#### [What you should do]
Your answer must be an exact copy of the data below.

#### [Referring expression data]

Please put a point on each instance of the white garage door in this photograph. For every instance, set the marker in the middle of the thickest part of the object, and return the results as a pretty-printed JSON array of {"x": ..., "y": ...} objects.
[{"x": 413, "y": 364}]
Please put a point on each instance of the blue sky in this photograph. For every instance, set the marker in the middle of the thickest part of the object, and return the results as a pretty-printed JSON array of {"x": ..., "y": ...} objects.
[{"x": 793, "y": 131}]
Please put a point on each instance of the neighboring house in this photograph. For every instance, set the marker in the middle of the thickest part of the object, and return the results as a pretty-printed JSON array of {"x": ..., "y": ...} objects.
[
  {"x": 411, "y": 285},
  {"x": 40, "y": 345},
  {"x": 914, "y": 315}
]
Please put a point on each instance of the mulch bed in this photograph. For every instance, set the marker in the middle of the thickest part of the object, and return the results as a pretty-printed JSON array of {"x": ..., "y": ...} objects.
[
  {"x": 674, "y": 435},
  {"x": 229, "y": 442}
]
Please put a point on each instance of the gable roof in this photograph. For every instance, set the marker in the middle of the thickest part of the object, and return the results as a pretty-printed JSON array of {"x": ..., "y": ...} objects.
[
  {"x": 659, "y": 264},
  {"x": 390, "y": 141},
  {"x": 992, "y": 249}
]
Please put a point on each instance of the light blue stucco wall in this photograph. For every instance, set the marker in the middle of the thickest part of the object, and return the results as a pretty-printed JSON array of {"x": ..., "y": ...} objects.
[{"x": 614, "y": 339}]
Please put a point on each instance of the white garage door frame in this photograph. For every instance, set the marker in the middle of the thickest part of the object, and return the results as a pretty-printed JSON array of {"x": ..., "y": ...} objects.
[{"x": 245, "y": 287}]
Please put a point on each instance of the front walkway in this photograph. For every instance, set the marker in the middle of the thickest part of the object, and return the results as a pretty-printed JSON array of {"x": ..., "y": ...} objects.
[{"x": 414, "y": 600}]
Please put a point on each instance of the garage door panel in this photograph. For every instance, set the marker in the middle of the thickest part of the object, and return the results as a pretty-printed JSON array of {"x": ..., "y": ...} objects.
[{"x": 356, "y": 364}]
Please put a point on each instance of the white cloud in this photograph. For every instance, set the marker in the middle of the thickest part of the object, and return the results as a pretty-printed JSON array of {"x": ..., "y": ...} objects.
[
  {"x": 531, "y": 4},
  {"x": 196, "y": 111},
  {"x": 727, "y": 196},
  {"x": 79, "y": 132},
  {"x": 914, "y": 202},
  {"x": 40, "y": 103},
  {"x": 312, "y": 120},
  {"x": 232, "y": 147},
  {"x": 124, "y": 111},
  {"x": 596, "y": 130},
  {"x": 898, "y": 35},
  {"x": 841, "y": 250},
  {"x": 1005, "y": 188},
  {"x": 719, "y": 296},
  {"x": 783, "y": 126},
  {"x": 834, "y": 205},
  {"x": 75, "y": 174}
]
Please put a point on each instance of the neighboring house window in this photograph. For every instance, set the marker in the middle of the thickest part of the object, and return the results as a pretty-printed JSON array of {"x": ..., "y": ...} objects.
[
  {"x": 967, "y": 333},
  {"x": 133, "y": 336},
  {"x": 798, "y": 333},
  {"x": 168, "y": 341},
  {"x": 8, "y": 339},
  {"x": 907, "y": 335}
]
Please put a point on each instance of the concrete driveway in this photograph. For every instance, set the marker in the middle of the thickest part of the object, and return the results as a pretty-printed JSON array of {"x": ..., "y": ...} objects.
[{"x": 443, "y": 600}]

#### [Solution for this problem]
Please put a point on each instance of the white garage door in this photograph. For every instance, set the marker in the middle of the thickest part of the object, and return the results as a pretty-printed JSON array of {"x": ..., "y": ...} objects.
[{"x": 413, "y": 364}]
Please put a point on each instance of the blue sky in this photograph. For every instance, set the marker in the middle of the thickest part of the object, and return the results as a pretty-printed JSON array of {"x": ..., "y": ...} objects.
[{"x": 793, "y": 131}]
Please put a point on each instance of the neighboring house in this photograph. For every instance, set the marker in the middle of the thickest part of the object, and return the results as a pretty-printed JSON array of {"x": ..., "y": ...} objects.
[
  {"x": 411, "y": 285},
  {"x": 40, "y": 345},
  {"x": 914, "y": 315}
]
Please put a point on each instance of the mulch bed in this photograph. For every instance, set the marker in the middle of the thickest part of the object, and return the results as a pretty-printed JSON array of {"x": ..., "y": ...} objects.
[
  {"x": 674, "y": 435},
  {"x": 229, "y": 442}
]
Please put a point on each instance of the gable roof in this photograph. For every instance, set the marker in the middle of the thickest part of the object, and return the results as a pretty-printed JSON array of {"x": ..., "y": ...} objects.
[
  {"x": 659, "y": 264},
  {"x": 390, "y": 141},
  {"x": 992, "y": 249}
]
Please put a point on each instance of the light blue stucco wall in this photograph. For every instance, set the marker in the middle of the thickest part of the object, and return the results as a pretty-printed JSON array of {"x": ..., "y": ...} objects.
[{"x": 614, "y": 339}]
Please put a point on each instance of the white garage door frame in this photograph. For every instance, set the marker in the middle of the thickest part of the object, and return the results as a pretty-printed JSON array of {"x": ..., "y": ...} objects.
[{"x": 245, "y": 287}]
Please put a point on each instance of the front walkway in this photograph. For every instance, set the marker in the middle of the thickest part of the object, and return the results as a pretty-printed JSON array of {"x": ..., "y": ...} objects.
[{"x": 414, "y": 600}]
Please put a point on each instance of the garage door panel in this photograph. For every instance, set the marker in the middle of the thickest part of the object, and return the results as a pretty-printed JSON array of {"x": ..., "y": ...} objects.
[{"x": 356, "y": 364}]
Please put a point on each instance of the white cloud in this photograph. For every instance, set the marker in the middle of the thickest part of the object, and return the results as a pretty-printed JSON array of {"x": ..., "y": ...} objects.
[
  {"x": 531, "y": 4},
  {"x": 196, "y": 111},
  {"x": 727, "y": 196},
  {"x": 79, "y": 132},
  {"x": 914, "y": 202},
  {"x": 40, "y": 103},
  {"x": 312, "y": 120},
  {"x": 232, "y": 147},
  {"x": 124, "y": 111},
  {"x": 596, "y": 130},
  {"x": 898, "y": 35},
  {"x": 841, "y": 250},
  {"x": 1005, "y": 188},
  {"x": 719, "y": 296},
  {"x": 783, "y": 126},
  {"x": 834, "y": 205},
  {"x": 75, "y": 174}
]
Please put a point on each instance of the neighboring house window in this photograph. For every instance, set the marker in the middle of the thickest part of the object, and return the results as a pretty-printed JSON array of {"x": ..., "y": ...} objects.
[
  {"x": 967, "y": 333},
  {"x": 133, "y": 336},
  {"x": 798, "y": 333},
  {"x": 168, "y": 341},
  {"x": 8, "y": 339},
  {"x": 907, "y": 335}
]
Please put a point on each instance of the concrete driveway in this photograph. For every instance, set the marker in the middle of the thickest part of the object, and return the results as a pretty-printed JSON array of {"x": ..., "y": ...} objects.
[{"x": 443, "y": 600}]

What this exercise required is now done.